Data provided: Begin
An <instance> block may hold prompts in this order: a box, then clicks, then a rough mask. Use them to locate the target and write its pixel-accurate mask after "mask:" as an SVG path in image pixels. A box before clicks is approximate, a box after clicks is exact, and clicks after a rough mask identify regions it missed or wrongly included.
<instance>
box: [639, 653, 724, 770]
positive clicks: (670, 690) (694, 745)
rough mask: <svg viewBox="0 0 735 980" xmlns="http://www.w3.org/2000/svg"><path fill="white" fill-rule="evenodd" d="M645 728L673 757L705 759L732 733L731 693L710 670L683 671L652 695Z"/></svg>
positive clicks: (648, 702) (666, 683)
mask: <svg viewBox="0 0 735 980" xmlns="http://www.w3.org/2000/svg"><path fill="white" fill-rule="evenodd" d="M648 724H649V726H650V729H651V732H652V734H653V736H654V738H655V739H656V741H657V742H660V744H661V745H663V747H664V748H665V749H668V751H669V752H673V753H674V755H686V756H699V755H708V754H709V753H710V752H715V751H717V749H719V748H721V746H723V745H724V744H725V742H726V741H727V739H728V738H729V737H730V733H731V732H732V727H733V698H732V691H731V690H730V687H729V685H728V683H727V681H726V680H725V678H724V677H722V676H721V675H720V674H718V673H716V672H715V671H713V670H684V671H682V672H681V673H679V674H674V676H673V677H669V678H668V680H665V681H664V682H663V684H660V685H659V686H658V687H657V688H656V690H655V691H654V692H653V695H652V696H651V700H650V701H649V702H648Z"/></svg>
Data provided: End
▶ _Task to complete_
Locate every line in the records above that contains the word "instance", and copy each of those lines.

▶ _Completed exercise_
An <instance> block may hold prompts in this order: a box, then clicks, then a rough mask. Use them to locate the target and write its pixel-accurate mask after "mask:" as an SVG path in image pixels. A box before clicks is approximate, a box after clicks is exact, and clicks after a rough mask identify regions it missed or wrongly included.
<instance>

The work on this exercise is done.